Exercise goal:
Write the next part of the forum thread on hunting camouflage, picking up after its last post.

For late season deer hunting, I like realtree hardwoods.


----------



## Chuckgrmi

dasuper said:


> I think camo is way over rated. Wool bibs and coat are both warm and quiet to move in. They are also warmer when you get rained on. Just my own idea.


I agree with you 100%. Use the wind and don't move when the deer are looking at you. I've shot too many deer at 20yds during gun season wearing blaze orange to believe in the camo hype.


----------



## Stiny357

Check out http://www.godscountrycamouflage.com/. I just picked up the avalanche coveralls, really blends in to the Michigan hardwoods in winter and would be great for late season tree-stand like the Vertigo pattern.
Unlike most of the stuff at Meijers and Gander Mtn, its made in the US.


----------



## Spartans8989

I really like Realtree AP HD. I bought a new bow this year that is that pattern and when I had it hanging in the tree while hunting this season it really blended in nicely so I went out and bought a new suit to go with it and it really fits in good where I hunt. I would say where you hunt and what you hunt mostly depends on the pattern, and whatever your own personal opinion is. I don't like a alot of greens even though I hunt spring turkey season, it just doesn't seem that green where I hunt.

Records shown:
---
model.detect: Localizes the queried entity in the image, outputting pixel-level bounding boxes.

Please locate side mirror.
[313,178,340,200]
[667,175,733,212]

Answer to the problem:
----------



## dougdad

Sounds like me, you need two paterns, one is deff. the old military basic woodland patern, general jims caries it at a real reasonable price even in a charchol filled to help with scent. You can often find it at the secound chance and salvation army stores to. The other is your basic real tree gray. 99% of the time I use the woodland and try to stay in the shadows and keep pines of some type in my back ground. I love sitting up in big old white pines, great cover!!


----------



## solohunter

In the fall my old military desert storm CC,s are perfect, brown grass and dead ferns ect. cheap too,,, they let me keep mine......


----------



## don

I kinda like this one.........:lol::lol::lol:

http://www.morningwood4u.com/images/UrbanMWCteedetail.jpg


----------



## Celtic Archer

Camo is for people not deer. All you need is clothing with alternate colors like the plaid shirt that Chuck Adams wears. He's killed a lot of record book animals over his career without comercial comoflage clothing.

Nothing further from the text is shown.